What you will do =
Write the next part of the article on India's breakfast cereal market, picking up right after its last sentence.

━━ Document passage

The breakfast cereal segment in India is expected to grow to Rs 2,610 crore by 2020, as per estimates by research firm Euromonitor International
Written By Priyanka Golikeri
Nestle India is the newest brand to dish out a cup of breakfast cereals. The Swiss multinational company has rolled out Nesplus, a range of cereals made from oats and traditional Indian cereals like rice, wheat and jowar, with flavours to entice Indian taste-buds.
This move by Nestle to enter the ready-to-eat (RTE) breakfast segment which primarily consists of cereals rolled into cornflakes, wheat flakes and muesli reflects the shifting behaviour of the millennial consumer and the increasing acceptance of the market towards a packet of cereals as a breakfast option.
Experts say like the ready-to-cook (RTC) breakfast options such as upma/poha mixes and idli/dosa batters, breakfast cereals is gaining popularity as a niche category for it is positioned under the segment that requires absolutely no cooking.
“Since it is about simply pouring the cereals in a cup, adding milk and consuming, the convenience factor rides high. Working professionals, especially those under 30-35 years who are low on time and cooking skills, tend to focus more on work and leisure, and are driven to breakfast cereals,” says Devangshu Dutta from consulting firm Third Eyesight.
The breakfast cereal segment in India is expected to grow to Rs 2,610 crore by 2020, as per estimates by research firm Euromonitor International.
Kellog’s, the first entrant into this segment way back in 1994, dominates breakfast cereals with a 37% share. PepsiCo India, Dr.Oetkers and Bagrry’s are the other notable brands in breakfast cereals.
Although the number of known brands per se is still limited, experts say for a new entrant to make a mark, the positioning and marketing has to be crafted intelligently since the Indian palate overall is still greatly focused on traditional Indian breakfasts and their RTC options.
“Our internal data records sourced from over 150 million food logs show that overall breakfast is the unhealthiest meal of the day with least protein consumption. Cereals account for around 4% of our users’ breakfast logs with traditional breakfast constituting 16%. The remainder consists of bread, beverages, etc., Idli, dosa, upma are greatly popular than cereals,” says Tushar Vashisht, co-founder and CEO, HealthifyMe, a health and fitness app.

━━━━
━━ Data shown

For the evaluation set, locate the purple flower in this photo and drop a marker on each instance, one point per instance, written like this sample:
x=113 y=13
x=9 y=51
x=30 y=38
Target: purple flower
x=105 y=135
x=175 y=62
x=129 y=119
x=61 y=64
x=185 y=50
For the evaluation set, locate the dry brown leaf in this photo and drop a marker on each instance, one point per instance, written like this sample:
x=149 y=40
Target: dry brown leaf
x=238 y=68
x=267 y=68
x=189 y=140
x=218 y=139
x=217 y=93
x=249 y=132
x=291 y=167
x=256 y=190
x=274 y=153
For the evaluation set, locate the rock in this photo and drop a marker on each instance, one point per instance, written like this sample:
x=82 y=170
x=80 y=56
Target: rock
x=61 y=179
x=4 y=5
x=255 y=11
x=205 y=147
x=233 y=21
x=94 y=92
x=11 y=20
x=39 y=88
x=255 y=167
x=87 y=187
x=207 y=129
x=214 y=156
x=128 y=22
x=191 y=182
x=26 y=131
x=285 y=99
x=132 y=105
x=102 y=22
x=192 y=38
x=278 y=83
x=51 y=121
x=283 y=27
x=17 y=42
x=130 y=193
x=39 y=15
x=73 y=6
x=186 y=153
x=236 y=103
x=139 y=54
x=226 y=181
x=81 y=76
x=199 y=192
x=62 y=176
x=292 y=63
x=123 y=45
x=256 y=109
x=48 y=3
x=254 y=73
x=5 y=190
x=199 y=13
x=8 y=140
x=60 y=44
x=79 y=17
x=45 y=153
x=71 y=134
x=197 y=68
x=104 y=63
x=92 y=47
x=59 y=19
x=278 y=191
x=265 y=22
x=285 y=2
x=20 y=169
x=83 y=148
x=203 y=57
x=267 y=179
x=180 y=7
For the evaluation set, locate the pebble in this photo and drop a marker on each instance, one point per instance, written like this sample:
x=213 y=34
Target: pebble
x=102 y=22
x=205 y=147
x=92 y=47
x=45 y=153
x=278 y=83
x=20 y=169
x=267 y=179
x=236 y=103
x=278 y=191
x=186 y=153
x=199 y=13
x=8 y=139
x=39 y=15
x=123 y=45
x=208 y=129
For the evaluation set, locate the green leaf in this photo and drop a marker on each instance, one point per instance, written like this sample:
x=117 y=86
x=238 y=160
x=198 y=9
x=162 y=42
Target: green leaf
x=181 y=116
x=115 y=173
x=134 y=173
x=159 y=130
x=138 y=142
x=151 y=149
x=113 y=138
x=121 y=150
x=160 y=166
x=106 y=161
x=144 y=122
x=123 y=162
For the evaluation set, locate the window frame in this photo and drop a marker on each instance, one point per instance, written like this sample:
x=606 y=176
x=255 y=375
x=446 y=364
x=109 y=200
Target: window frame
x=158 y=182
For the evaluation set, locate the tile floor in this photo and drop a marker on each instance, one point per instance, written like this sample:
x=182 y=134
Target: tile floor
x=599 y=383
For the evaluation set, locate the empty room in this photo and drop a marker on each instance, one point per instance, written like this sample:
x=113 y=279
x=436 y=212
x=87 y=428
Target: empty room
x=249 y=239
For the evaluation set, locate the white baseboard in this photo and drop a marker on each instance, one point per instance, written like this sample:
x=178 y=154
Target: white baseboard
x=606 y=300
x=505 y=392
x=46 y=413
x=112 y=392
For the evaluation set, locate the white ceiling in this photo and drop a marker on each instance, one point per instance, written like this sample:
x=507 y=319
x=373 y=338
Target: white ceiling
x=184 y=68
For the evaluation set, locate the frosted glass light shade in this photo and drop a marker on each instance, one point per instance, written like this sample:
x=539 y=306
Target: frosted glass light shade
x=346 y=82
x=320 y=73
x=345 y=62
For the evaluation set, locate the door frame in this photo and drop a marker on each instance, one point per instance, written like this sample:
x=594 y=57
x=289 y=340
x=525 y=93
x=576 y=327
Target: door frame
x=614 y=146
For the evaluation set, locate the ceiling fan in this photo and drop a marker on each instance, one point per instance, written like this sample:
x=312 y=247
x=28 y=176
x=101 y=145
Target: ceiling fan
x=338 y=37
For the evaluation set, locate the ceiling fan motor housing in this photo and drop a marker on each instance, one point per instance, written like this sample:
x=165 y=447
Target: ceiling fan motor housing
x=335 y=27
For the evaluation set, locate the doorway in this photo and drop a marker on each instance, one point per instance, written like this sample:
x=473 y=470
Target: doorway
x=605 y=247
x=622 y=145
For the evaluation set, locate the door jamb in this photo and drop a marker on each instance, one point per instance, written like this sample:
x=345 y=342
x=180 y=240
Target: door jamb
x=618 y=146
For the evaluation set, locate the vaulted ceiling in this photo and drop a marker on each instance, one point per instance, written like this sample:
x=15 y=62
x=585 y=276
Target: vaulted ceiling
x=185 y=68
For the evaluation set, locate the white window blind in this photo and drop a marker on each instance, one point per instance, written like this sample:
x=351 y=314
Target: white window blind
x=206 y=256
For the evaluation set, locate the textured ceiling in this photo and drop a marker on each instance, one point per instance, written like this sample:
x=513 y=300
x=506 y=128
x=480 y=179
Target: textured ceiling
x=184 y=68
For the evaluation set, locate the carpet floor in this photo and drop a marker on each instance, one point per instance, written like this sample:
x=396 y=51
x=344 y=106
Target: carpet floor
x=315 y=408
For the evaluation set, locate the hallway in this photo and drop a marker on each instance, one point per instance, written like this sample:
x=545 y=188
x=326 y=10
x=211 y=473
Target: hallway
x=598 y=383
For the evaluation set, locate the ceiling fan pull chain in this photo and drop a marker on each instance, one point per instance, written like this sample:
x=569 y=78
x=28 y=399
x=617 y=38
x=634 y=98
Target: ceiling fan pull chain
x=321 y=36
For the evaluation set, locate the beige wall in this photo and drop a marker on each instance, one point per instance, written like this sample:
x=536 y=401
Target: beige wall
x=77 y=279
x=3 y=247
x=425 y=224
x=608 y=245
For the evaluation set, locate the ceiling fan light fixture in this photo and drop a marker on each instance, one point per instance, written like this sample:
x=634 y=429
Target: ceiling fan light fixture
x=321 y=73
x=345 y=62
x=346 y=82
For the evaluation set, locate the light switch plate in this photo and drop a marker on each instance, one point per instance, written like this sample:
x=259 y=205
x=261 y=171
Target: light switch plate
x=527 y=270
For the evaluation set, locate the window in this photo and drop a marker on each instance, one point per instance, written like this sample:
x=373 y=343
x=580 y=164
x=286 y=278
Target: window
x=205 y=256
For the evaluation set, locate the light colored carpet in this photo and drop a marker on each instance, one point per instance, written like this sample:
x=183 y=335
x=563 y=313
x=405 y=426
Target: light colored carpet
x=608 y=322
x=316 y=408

━━━━

Result for this exercise =
In such a scenario, say experts, brands should be clever enough while positioning their product and should refrain from ruffling traditional mindsets by reiterating that their bag of cereals is far healthier and more nutritious than Indian home-made breakfasts. “Brands should position their cereals as a breakfast option high on the convenience and fun factors, while also being healthy. The fact that Nestle has utilised jowar, wheat and rice which is typically eaten in any Indian household, works in their favour,” say experts. Nestle has emphasised that their cereals remain crunchy even in warm milk, which experts say is another attempt by the brand to appeal to Indian consumers who prefer warm milk and hot breakfasts over cold options. “For brands, cereal is a dynamic market with a niche consumer segment. Cereals need to be viewed as a separate breakfast category, aside from RTC mixes and batters that cater to a segment slightly older than millennials. For millennials, anything requiring cooking and spending time in the kitchen, which includes RTC mixes and batters, can become a friction point,” says Dutta.
Hello Green, a brand of healthy meal packs, is introducing RTE steel-cut oats that would require mere pouring of hot water and no cooking. “Millennials will consume options like oatmeal when the delivery mechanisms and flavours appeal to them. Ready-to-eat oats with skimmed milk powder in various flavours can make a super-fast and easy breakfast option. The millennial time conserving habits will play a role in this breakfast cereal category,” says Sunjay Ghai, CEO, Hello Green by Revofit.
However, certain experts feel that irrespective of millennial consumption patterns, breakfast cereals will only be used as a substitute to mainstream Indian traditional breakfasts. Kartik Singhal, VP-Sales, Sattviko, which is into sattvik foods, says cereals cannot be enjoyed on a regular basis. “In general, RTC mixes and batters will continue to hold an edge over breakfast cereals. Moreover, the traditional Indian breakfast will be always preferred since it is preservative free.”